_What the task requires_
Render each line of the entries below as a string in a JSON list, one string per line, with blank lines omitted.

_Material for this task_
■ ■ ■ ■ ■ ■ ■

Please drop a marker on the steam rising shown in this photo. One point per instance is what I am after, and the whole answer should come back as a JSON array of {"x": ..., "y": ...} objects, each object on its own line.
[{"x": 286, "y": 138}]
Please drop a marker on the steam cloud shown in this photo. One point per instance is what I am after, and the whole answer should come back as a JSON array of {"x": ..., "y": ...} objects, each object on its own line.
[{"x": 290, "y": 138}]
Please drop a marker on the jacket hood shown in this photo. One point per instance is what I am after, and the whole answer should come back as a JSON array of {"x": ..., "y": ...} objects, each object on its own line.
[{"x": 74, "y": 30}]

■ ■ ■ ■ ■ ■ ■

_Output_
[
  "Please drop a marker on the steam rising shown in this photo. One point per instance is what I am after, and the whole answer should come back as a JSON array of {\"x\": ..., \"y\": ...} objects, each object on its own line.",
  "[{\"x\": 286, \"y\": 138}]",
  "Please drop a marker on the steam cloud shown in this photo. One point per instance is what I am after, and the whole answer should come back as a JSON array of {\"x\": ..., \"y\": ...} objects, each object on its own line.",
  "[{\"x\": 290, \"y\": 138}]",
  "Please drop a marker on the jacket hood shown in this photo. One point per instance is what I am after, and the whole answer should come back as a JSON array of {\"x\": ..., \"y\": ...} objects, each object on its own line.",
  "[{\"x\": 74, \"y\": 30}]"
]